Exercise inputs –
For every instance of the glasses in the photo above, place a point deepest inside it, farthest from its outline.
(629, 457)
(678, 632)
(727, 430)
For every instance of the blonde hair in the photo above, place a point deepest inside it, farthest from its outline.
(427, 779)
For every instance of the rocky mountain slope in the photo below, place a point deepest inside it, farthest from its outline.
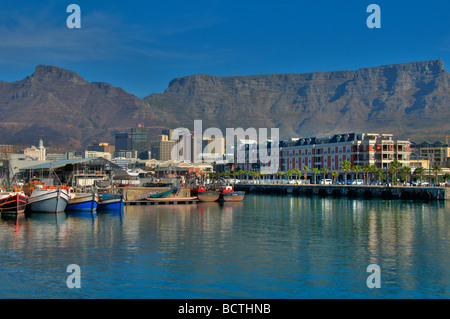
(64, 109)
(403, 99)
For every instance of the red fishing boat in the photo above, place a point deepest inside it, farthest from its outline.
(205, 195)
(228, 194)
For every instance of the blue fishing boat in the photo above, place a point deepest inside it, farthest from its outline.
(82, 202)
(152, 195)
(110, 201)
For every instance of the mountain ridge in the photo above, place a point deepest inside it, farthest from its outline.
(65, 109)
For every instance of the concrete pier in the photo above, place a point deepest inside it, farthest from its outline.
(362, 191)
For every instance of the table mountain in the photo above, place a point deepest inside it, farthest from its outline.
(64, 109)
(70, 112)
(403, 99)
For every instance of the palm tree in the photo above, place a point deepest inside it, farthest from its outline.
(446, 177)
(315, 171)
(436, 168)
(394, 166)
(406, 170)
(289, 173)
(297, 174)
(356, 169)
(324, 170)
(393, 171)
(247, 173)
(334, 174)
(280, 173)
(380, 174)
(305, 170)
(346, 167)
(366, 169)
(373, 170)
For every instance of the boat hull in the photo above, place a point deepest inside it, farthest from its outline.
(48, 200)
(208, 196)
(110, 202)
(83, 203)
(13, 203)
(233, 196)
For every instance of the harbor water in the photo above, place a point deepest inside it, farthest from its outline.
(267, 246)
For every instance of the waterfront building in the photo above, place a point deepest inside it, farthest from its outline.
(38, 153)
(5, 150)
(90, 154)
(122, 142)
(436, 152)
(161, 148)
(360, 149)
(103, 147)
(250, 156)
(139, 141)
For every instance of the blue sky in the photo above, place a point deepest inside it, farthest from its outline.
(142, 45)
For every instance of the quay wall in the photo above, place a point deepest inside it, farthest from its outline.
(362, 191)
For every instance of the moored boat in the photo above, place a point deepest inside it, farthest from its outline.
(82, 202)
(208, 196)
(13, 202)
(228, 194)
(110, 201)
(49, 199)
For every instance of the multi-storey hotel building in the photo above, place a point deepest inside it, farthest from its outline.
(328, 152)
(358, 148)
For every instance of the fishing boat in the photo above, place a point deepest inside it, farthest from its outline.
(228, 194)
(49, 199)
(205, 195)
(208, 196)
(82, 202)
(153, 195)
(13, 202)
(110, 201)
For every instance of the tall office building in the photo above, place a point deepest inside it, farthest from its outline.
(139, 141)
(122, 142)
(161, 148)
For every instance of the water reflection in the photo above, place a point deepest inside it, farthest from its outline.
(262, 247)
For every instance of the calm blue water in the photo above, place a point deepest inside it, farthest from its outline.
(265, 247)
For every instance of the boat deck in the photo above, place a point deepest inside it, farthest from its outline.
(164, 201)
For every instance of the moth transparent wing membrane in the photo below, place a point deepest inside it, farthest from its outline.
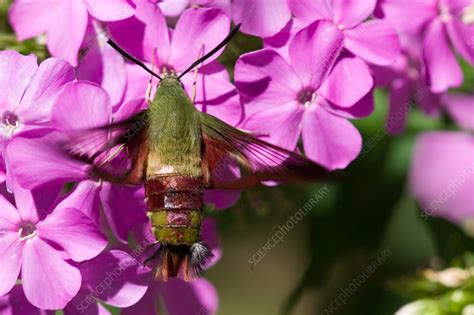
(117, 152)
(260, 160)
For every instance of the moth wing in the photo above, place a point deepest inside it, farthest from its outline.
(260, 160)
(117, 152)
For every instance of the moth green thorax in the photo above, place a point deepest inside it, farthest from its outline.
(179, 152)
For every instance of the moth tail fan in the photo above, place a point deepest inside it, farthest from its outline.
(183, 261)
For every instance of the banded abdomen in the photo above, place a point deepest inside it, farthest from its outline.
(174, 185)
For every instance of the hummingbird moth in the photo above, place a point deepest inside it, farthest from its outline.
(174, 150)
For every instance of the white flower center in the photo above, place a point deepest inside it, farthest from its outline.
(10, 123)
(26, 231)
(306, 97)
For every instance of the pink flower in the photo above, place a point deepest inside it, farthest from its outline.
(262, 18)
(443, 182)
(443, 24)
(28, 91)
(113, 277)
(64, 21)
(404, 80)
(43, 248)
(374, 41)
(174, 8)
(81, 105)
(284, 100)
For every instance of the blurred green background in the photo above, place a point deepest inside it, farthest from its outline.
(367, 211)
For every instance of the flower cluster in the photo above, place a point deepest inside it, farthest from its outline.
(69, 241)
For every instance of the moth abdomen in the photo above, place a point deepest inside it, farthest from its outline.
(175, 204)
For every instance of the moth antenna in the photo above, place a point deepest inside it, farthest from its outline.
(131, 58)
(196, 69)
(212, 52)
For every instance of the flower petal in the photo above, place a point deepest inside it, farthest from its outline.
(104, 66)
(216, 96)
(30, 18)
(348, 71)
(461, 35)
(146, 306)
(85, 304)
(66, 30)
(409, 15)
(374, 41)
(84, 197)
(266, 77)
(349, 13)
(200, 297)
(48, 281)
(262, 18)
(9, 216)
(110, 10)
(124, 208)
(45, 86)
(279, 125)
(16, 74)
(442, 68)
(314, 50)
(25, 203)
(443, 183)
(10, 260)
(330, 140)
(74, 232)
(141, 34)
(310, 10)
(81, 105)
(122, 279)
(400, 105)
(461, 109)
(15, 303)
(361, 109)
(32, 158)
(173, 8)
(197, 32)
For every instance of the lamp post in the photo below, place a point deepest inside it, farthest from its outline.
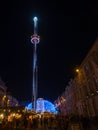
(35, 39)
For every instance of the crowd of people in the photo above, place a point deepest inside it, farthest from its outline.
(47, 121)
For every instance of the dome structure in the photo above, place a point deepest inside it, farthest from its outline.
(43, 106)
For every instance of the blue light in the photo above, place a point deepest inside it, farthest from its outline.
(43, 106)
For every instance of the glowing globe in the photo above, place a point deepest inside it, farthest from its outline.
(43, 106)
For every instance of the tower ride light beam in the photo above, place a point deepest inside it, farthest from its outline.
(35, 39)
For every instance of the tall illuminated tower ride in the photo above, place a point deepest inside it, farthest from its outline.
(35, 40)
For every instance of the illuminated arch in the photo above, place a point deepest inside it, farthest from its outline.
(43, 106)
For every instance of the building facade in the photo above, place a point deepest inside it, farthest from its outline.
(81, 94)
(6, 99)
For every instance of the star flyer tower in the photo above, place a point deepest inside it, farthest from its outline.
(35, 39)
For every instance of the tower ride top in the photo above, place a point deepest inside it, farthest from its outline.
(35, 39)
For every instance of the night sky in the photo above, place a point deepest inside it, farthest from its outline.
(67, 29)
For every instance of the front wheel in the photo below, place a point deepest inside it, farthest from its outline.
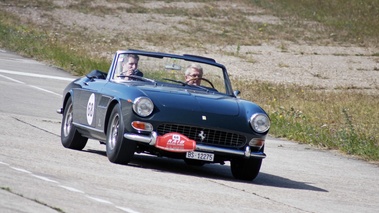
(119, 149)
(70, 137)
(245, 169)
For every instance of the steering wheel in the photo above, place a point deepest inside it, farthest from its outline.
(206, 80)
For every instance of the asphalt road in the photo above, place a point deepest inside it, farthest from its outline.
(38, 175)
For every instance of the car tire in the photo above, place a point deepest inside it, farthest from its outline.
(245, 169)
(119, 149)
(70, 137)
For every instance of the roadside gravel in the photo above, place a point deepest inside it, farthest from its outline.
(322, 67)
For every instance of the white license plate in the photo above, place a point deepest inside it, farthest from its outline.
(200, 156)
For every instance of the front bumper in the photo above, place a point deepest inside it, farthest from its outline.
(151, 140)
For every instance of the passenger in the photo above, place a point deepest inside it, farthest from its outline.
(130, 65)
(193, 74)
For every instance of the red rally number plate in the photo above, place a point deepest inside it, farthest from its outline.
(175, 142)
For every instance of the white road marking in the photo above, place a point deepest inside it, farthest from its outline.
(71, 189)
(44, 178)
(21, 170)
(125, 209)
(36, 75)
(99, 200)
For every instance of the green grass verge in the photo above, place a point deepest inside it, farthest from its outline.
(31, 42)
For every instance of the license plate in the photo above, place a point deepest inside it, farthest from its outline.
(200, 156)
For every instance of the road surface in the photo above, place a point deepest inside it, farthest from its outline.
(39, 175)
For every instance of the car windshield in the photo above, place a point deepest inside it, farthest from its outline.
(168, 71)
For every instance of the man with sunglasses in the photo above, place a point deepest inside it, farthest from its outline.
(193, 74)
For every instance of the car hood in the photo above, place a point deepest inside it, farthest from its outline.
(194, 101)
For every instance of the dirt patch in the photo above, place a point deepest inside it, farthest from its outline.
(323, 67)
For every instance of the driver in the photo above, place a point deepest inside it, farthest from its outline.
(130, 65)
(193, 74)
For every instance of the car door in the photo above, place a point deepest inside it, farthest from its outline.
(88, 104)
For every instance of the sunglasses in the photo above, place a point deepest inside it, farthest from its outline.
(195, 76)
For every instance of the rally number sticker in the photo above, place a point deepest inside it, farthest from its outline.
(90, 108)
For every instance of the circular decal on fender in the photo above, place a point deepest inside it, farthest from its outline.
(90, 108)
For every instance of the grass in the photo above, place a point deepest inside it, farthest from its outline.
(346, 119)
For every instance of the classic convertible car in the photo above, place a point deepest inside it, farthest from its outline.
(158, 109)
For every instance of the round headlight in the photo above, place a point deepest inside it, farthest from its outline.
(260, 122)
(143, 106)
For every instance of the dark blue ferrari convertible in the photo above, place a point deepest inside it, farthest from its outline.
(176, 106)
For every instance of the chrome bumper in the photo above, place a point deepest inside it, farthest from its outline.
(151, 140)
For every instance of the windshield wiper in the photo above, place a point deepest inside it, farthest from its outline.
(186, 84)
(138, 78)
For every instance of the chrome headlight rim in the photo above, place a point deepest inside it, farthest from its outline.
(143, 106)
(260, 122)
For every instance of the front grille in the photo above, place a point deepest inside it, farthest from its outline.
(212, 137)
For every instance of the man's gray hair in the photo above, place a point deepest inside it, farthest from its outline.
(194, 66)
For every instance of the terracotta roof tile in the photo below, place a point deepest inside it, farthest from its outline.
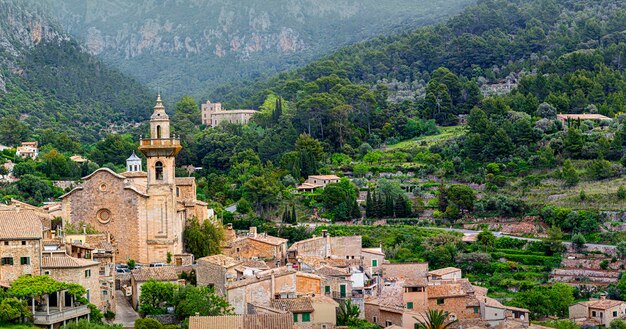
(220, 259)
(163, 273)
(21, 224)
(65, 261)
(294, 305)
(444, 271)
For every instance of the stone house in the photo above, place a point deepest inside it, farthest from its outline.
(310, 312)
(63, 267)
(336, 282)
(145, 212)
(282, 320)
(317, 181)
(448, 273)
(597, 312)
(255, 246)
(28, 150)
(216, 271)
(162, 274)
(20, 244)
(213, 114)
(265, 286)
(326, 246)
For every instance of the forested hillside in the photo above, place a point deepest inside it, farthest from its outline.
(47, 80)
(190, 47)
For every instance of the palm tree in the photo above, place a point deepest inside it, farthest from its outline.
(348, 313)
(435, 319)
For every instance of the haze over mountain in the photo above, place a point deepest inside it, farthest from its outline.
(192, 46)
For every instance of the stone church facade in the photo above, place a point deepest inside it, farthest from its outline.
(145, 211)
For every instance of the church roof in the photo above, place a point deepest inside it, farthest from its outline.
(133, 157)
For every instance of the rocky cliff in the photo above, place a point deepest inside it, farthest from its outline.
(185, 46)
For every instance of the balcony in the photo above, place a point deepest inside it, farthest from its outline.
(54, 315)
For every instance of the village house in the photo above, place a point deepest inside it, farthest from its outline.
(145, 212)
(216, 271)
(213, 115)
(310, 312)
(20, 244)
(410, 291)
(65, 268)
(265, 286)
(140, 276)
(317, 181)
(258, 246)
(598, 312)
(28, 150)
(275, 320)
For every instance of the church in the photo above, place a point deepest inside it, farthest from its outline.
(144, 211)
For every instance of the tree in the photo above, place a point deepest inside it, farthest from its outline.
(579, 241)
(12, 131)
(435, 319)
(486, 238)
(203, 239)
(13, 310)
(190, 300)
(569, 174)
(348, 314)
(156, 297)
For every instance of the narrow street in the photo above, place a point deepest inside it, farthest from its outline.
(124, 313)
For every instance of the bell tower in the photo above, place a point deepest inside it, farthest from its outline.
(160, 150)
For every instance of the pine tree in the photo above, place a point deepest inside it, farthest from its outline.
(369, 206)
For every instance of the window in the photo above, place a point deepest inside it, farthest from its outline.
(158, 170)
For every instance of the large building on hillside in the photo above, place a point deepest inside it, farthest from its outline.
(212, 115)
(145, 212)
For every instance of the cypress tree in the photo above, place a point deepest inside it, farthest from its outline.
(294, 218)
(369, 206)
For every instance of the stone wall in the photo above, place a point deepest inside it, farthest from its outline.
(77, 275)
(17, 249)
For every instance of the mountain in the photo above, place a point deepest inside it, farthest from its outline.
(192, 46)
(48, 80)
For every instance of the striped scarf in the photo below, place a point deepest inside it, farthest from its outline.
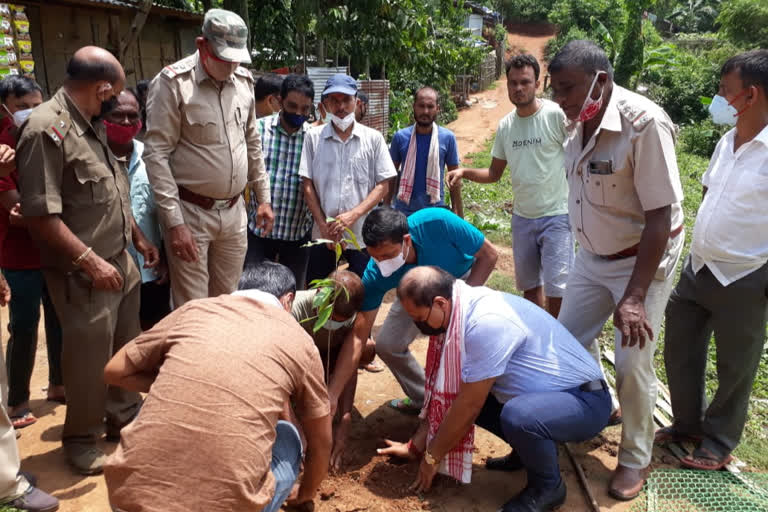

Exercise goal – Format the lines above, from the one containing "For every instance of the large" through the final line, inclusive, as a JSON list of strings with one string per line, omitting blank lines. Leave the pictures out of the answer.

The answer –
[
  "For every instance of the large building on hillside in the photo above, place a point deepest inside it, farthest from its outline.",
  "(212, 115)",
  "(145, 212)",
  "For every instance of the cypress tree in the photo above, place a point deepest inside it, farthest from its outline.",
  "(294, 218)",
  "(369, 206)",
  "For every instance of the stone wall in the photo above, place a point deepest inside it, farthest from its outline.",
  "(77, 275)",
  "(17, 249)",
  "For every instance of the mountain in the photo above, place a point deepest inside it, farthest from its outline.",
  "(192, 46)",
  "(48, 80)",
  "For every instance of the striped scarf in the photo below, place a point deepest inside it, farthest from its outline."
]